"""

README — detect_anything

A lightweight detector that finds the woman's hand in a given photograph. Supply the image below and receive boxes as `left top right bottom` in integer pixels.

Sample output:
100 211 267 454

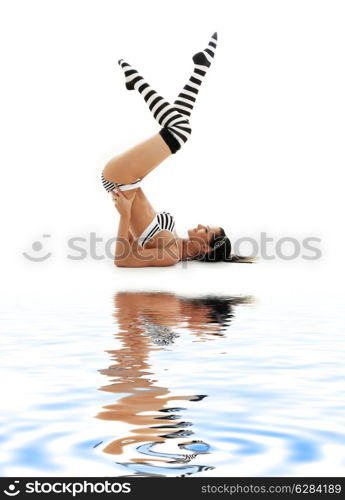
111 188 137 215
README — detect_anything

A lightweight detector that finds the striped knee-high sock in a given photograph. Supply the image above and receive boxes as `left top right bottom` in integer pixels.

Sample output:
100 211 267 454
119 59 192 153
174 33 218 118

"""

TASK PROMPT:
Reproduce every entry above in full, shifting each bounding-box pixel coordinate in the answers up by 94 and leaving the sample outputs unchanged. Omit the pictures.

SOLUTION:
README — detect_anything

A lightweight detector that finds the woman's hand in a given photograph. Supply the image below and receive boxes as `left top right bottom` in integer pixels.

Sample output:
100 211 267 454

205 282 231 309
README — detect_anything

A lightweight detector that finds the striped knee-high sock in a given photograph. Supply the image above and receive boxes as `left top right bottom` in integer pixels.

Sample output:
100 211 267 454
213 153 286 247
268 127 312 212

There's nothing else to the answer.